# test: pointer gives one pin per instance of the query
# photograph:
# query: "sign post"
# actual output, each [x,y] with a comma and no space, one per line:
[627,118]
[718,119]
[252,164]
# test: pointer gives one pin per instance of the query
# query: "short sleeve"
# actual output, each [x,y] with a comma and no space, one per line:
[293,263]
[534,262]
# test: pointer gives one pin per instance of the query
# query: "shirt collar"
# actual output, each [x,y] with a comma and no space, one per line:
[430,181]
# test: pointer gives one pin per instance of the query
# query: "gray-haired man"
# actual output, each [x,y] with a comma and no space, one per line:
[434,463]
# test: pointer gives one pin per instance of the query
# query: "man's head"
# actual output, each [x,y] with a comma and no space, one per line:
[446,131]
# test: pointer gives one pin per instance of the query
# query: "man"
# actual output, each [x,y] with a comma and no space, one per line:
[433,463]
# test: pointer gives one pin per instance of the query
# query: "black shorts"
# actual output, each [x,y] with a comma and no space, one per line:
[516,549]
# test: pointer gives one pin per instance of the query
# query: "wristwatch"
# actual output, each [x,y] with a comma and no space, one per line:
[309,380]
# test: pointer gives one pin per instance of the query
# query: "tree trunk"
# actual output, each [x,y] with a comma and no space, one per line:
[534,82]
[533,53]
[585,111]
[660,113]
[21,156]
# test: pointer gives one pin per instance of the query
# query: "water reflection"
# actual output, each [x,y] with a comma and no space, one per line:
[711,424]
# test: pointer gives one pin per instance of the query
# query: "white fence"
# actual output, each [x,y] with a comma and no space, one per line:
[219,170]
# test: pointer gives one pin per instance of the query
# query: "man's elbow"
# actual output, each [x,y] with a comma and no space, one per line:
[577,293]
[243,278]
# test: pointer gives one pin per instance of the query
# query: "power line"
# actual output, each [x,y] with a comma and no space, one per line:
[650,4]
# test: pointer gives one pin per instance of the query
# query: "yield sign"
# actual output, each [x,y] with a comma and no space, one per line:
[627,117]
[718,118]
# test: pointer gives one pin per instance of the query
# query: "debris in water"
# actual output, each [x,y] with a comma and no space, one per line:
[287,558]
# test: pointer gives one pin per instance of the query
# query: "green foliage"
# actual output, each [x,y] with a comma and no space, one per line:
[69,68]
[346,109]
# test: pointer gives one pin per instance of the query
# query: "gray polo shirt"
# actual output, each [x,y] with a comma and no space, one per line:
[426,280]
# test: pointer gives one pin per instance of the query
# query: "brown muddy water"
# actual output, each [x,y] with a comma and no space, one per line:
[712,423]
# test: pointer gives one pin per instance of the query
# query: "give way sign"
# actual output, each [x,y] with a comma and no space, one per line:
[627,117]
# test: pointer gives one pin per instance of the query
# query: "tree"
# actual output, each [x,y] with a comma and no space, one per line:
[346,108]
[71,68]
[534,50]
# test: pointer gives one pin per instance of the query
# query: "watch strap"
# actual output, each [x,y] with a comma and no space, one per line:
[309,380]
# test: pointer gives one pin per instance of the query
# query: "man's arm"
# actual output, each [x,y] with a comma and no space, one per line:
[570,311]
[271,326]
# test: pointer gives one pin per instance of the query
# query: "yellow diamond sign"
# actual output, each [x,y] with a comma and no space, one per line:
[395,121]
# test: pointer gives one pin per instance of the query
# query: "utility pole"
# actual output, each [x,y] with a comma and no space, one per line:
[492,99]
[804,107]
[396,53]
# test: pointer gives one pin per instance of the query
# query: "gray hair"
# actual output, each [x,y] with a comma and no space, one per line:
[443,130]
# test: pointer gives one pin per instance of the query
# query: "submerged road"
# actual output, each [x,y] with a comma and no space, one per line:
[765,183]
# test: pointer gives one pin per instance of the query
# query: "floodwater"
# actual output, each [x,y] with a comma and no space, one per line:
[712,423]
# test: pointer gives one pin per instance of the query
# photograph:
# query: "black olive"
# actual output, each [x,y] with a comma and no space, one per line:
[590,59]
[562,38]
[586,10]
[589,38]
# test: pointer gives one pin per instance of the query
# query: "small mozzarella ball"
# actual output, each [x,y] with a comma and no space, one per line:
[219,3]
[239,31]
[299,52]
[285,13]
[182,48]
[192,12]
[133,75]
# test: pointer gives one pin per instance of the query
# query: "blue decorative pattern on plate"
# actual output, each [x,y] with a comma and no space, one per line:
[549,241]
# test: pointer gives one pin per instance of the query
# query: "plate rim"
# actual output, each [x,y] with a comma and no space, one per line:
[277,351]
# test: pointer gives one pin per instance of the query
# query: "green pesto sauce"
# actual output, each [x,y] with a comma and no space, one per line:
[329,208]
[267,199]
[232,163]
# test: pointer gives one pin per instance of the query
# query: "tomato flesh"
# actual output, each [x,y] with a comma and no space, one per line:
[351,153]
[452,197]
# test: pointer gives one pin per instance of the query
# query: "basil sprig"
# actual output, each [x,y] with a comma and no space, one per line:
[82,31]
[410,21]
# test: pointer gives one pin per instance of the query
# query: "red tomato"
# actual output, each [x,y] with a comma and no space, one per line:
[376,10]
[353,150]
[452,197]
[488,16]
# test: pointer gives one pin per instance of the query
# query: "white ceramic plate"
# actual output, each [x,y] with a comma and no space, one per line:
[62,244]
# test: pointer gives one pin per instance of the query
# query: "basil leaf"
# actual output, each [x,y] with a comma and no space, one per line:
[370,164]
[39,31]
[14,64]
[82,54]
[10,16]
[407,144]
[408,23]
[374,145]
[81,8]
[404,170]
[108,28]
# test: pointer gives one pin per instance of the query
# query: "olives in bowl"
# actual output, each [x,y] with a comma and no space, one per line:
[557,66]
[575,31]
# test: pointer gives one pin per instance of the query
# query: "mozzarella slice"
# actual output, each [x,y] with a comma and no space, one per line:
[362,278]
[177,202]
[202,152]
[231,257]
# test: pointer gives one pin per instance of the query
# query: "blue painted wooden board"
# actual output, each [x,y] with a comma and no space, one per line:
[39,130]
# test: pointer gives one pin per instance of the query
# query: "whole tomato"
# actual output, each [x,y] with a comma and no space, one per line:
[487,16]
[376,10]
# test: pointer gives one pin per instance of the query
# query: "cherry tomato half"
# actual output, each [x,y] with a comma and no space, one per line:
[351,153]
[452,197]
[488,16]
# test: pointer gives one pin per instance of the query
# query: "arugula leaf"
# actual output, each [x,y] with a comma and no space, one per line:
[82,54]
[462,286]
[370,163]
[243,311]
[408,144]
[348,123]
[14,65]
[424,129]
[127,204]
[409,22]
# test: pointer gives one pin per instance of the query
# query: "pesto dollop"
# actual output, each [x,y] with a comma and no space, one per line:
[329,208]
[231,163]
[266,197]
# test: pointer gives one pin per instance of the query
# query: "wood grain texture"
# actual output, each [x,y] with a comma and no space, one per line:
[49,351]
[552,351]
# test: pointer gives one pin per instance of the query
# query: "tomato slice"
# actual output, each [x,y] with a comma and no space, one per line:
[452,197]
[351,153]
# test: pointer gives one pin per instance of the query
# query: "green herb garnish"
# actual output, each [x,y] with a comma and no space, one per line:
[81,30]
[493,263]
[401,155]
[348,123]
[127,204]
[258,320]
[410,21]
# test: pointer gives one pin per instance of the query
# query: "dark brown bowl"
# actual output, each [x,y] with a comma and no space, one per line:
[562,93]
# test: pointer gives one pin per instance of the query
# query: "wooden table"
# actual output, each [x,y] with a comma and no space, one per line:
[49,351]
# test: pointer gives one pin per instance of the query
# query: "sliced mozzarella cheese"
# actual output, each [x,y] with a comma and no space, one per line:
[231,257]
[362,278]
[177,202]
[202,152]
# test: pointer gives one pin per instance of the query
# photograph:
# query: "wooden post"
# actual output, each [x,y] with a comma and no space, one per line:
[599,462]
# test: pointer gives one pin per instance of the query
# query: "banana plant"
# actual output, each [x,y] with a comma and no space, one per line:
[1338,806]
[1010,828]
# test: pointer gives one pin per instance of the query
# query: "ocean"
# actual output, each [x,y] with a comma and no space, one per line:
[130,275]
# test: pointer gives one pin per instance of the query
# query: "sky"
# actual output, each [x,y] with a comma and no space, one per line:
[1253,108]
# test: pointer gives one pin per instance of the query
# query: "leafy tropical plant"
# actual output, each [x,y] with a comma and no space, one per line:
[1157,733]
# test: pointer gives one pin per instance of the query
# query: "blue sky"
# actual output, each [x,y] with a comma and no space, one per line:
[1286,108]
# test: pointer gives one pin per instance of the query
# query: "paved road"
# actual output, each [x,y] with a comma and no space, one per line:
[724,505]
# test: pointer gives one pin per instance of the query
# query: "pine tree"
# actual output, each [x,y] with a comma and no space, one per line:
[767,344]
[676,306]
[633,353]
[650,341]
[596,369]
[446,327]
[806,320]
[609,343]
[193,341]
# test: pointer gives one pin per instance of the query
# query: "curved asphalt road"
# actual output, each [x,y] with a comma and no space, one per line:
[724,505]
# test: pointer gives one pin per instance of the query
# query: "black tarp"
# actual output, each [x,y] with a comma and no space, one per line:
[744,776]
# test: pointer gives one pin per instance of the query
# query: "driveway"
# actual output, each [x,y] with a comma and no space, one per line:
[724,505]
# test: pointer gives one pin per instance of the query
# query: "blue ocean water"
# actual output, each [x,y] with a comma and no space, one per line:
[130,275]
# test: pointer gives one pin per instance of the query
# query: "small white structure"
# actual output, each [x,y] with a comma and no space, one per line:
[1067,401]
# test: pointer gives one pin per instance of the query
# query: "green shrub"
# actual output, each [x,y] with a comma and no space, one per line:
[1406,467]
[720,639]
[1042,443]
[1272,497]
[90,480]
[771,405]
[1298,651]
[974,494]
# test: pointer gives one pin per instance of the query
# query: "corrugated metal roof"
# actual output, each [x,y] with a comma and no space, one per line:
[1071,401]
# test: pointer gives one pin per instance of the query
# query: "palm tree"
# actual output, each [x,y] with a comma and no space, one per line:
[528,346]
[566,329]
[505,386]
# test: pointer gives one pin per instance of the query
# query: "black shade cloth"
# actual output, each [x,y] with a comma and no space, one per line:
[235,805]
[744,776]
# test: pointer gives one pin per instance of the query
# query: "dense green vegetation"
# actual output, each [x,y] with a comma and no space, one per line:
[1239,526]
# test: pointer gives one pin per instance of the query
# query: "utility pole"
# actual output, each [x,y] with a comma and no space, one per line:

════════

Goal:
How many lines in the data above contain the string "white", with case counting? Reply with the number only.

Exercise answer:
3